:: Record list

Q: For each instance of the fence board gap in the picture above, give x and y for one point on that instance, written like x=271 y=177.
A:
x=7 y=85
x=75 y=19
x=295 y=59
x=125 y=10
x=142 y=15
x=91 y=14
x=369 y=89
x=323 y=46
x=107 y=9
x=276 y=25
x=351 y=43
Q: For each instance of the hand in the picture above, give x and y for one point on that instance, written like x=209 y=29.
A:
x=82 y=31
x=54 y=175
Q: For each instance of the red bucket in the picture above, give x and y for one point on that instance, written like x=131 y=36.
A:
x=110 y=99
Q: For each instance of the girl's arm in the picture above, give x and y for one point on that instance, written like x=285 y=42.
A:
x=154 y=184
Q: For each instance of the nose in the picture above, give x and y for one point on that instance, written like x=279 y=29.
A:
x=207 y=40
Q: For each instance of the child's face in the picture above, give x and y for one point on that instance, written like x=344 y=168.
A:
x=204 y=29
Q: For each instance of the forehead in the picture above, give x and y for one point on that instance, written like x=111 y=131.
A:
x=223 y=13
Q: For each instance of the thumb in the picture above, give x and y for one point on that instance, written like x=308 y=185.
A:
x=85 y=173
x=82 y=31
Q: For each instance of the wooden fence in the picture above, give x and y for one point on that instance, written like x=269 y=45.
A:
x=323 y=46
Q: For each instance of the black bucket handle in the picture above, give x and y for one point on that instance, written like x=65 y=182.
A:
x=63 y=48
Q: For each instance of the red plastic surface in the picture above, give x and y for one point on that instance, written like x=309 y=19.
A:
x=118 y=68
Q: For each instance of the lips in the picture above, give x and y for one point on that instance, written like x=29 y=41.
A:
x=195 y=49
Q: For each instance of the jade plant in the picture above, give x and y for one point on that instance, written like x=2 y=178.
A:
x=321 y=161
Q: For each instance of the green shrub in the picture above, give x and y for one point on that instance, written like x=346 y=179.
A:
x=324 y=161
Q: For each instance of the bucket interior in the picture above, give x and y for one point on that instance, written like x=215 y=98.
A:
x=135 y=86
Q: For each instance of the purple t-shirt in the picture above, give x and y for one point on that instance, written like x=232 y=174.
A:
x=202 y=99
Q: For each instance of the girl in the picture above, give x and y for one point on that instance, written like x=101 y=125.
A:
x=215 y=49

::::

Short task ->
Reproduce every line of the data above verbatim, without altering anything.

Problem solution ->
Q: For each instance of the fence board gap in the picture above, give x and y for one point on that instance, written like x=271 y=177.
A:
x=7 y=85
x=75 y=19
x=295 y=59
x=125 y=10
x=142 y=15
x=91 y=14
x=369 y=89
x=323 y=46
x=107 y=9
x=276 y=25
x=351 y=43
Q: For each instance of the hand in the picture above, give x and y for one point on that instance, written like x=209 y=29.
A:
x=82 y=31
x=54 y=175
Q: For each instance of the red bucket in the picture above, give x and y for one point on that instance, written like x=131 y=36.
A:
x=110 y=99
Q: For each instance of the girl's arm in the picture above, give x and y for one point on that instance, written like x=285 y=42.
A:
x=154 y=184
Q: For each instance of the nose in the picture above, give x and y for one point on that instance, written like x=279 y=29.
A:
x=207 y=40
Q: For each instance of the child's face in the picture above, give x and y for one point on that instance, written like x=344 y=168.
A:
x=204 y=29
Q: For each instance of the forehead in the picture above, give x and y for one point on that instance, written like x=111 y=131.
A:
x=223 y=13
Q: For each instance of the thumb in the picture above, give x and y for one point on that instance, written like x=308 y=185.
A:
x=85 y=173
x=82 y=31
Q: For each instance of the wooden fence in the picture above, give x and y for one point on that instance, written like x=269 y=45.
A:
x=323 y=46
Q: For each instance of the black bucket handle in the picture above, give x and y for one point on that instance, written like x=65 y=182.
A:
x=63 y=48
Q: For each instance of the red plastic surface in the picture above, give x and y for one point on that instance, written like x=309 y=19.
A:
x=118 y=68
Q: For each instance of the lips in the picture above, give x and y for one point on that instance, written like x=29 y=41.
A:
x=195 y=49
Q: For each instance of the jade plant in the picture above, give x and y for one point on that instance, written like x=2 y=178.
A:
x=321 y=161
Q: For each instance of the green shrub in the picture above, give x and y for one point on that instance, written like x=346 y=179.
A:
x=324 y=161
Q: For each instance of the bucket interior in the picture above, give x and y for one point on that instance, written like x=215 y=98.
A:
x=135 y=86
Q: For each instance of the purple t-shirt in the picture above, give x and y for one point on that instance, written like x=232 y=174.
A:
x=202 y=99
Q: For each instance of the girl in the picture above, give x and y for one point on that instance, written like x=101 y=125.
A:
x=215 y=49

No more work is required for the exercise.